Required action: Could you retype exactly the lines running from the line with "Each instance of the fallen" to the end of the data, both included, and nothing else?

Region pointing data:
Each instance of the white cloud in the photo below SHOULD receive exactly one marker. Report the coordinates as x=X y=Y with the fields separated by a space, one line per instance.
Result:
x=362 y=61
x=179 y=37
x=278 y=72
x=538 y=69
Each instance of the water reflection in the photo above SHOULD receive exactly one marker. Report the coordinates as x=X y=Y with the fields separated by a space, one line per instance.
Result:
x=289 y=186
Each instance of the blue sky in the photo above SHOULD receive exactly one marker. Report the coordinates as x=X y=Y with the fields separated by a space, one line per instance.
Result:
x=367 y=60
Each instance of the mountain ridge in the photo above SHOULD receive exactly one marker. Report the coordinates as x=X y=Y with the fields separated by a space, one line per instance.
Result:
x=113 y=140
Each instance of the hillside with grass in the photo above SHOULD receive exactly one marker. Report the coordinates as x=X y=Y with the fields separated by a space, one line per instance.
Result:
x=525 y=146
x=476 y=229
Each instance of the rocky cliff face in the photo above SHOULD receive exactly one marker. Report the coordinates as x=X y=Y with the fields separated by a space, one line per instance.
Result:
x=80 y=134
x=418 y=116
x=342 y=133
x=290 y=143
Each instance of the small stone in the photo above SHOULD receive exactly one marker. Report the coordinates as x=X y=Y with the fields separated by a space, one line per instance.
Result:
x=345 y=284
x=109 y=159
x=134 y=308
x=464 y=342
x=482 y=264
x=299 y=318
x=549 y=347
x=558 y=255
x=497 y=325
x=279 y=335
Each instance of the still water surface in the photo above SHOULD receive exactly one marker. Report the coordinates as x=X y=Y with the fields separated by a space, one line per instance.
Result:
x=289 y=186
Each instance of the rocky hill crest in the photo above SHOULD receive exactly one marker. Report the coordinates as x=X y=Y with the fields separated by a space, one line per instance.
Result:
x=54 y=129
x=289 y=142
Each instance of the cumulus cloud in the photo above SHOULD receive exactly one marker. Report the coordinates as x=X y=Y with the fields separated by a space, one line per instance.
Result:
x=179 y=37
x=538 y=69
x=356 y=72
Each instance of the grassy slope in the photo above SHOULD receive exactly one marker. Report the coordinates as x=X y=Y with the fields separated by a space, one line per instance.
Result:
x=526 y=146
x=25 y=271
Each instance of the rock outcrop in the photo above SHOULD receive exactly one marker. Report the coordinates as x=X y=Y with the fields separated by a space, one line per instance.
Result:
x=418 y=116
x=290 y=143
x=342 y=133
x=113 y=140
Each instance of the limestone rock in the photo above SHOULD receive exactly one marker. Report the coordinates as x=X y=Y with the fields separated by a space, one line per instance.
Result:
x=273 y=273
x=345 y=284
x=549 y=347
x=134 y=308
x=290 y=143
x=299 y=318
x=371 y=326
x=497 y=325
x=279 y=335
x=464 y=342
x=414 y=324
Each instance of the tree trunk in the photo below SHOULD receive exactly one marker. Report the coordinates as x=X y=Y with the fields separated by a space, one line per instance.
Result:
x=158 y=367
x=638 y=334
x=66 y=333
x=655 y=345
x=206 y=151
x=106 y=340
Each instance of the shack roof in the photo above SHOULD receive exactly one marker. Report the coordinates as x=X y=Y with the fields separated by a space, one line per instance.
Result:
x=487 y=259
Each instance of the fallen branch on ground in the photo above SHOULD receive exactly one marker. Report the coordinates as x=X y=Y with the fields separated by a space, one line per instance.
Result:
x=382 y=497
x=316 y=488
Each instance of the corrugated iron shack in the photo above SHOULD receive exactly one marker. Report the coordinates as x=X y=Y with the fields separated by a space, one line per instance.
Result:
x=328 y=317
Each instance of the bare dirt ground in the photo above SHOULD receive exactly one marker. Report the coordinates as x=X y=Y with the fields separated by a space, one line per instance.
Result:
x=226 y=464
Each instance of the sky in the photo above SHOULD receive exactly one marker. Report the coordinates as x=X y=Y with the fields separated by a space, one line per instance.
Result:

Response area:
Each instance of the fallen branch on ground in the photo above SHOULD receive exactly one marker. Report the coordinates as x=X y=Y with the fields separated by a space, one line per instance.
Result:
x=382 y=497
x=316 y=488
Each instance of the corrugated iron shack in the photo above SHOULD receive exactly one marker. Report the coordinates as x=X y=Y with the fields separated by a space, one line per instance.
Result:
x=328 y=317
Each instance of the bare dirt ground in the photo above SHOULD receive exactly one marker. Report the coordinates as x=X y=Y with the fields separated by a space, one line per instance.
Result:
x=226 y=464
Each instance of the sky in the photo above SHOULD receive exactly one marker. Report the coordinates as x=X y=Y with the fields separated by a space, one line per instance.
Result:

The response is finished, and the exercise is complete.